▶ What to do
Copy every line of the records below, requests included, but multiply each coordinate in the answers by 2.3 and round it to the nearest whole number, with halves rounded up. Leave the pictures out of your copy.

▶ Exercise inputs

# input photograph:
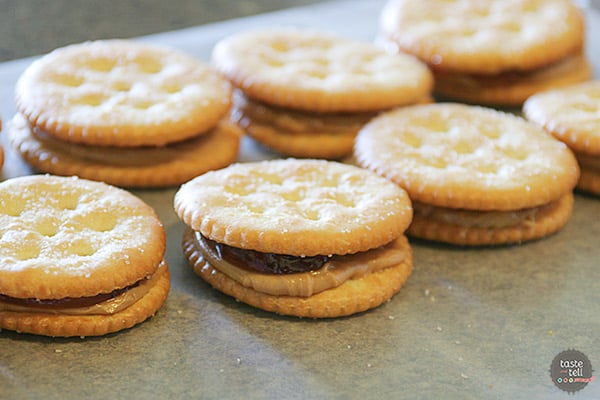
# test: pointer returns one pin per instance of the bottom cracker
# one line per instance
(90, 325)
(589, 181)
(159, 167)
(547, 222)
(351, 297)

▶ Exercise result
# input photograph:
# test: pointer returns one pin per instance of the bottom cracker
# one line per instance
(207, 748)
(1355, 416)
(366, 384)
(1258, 511)
(807, 683)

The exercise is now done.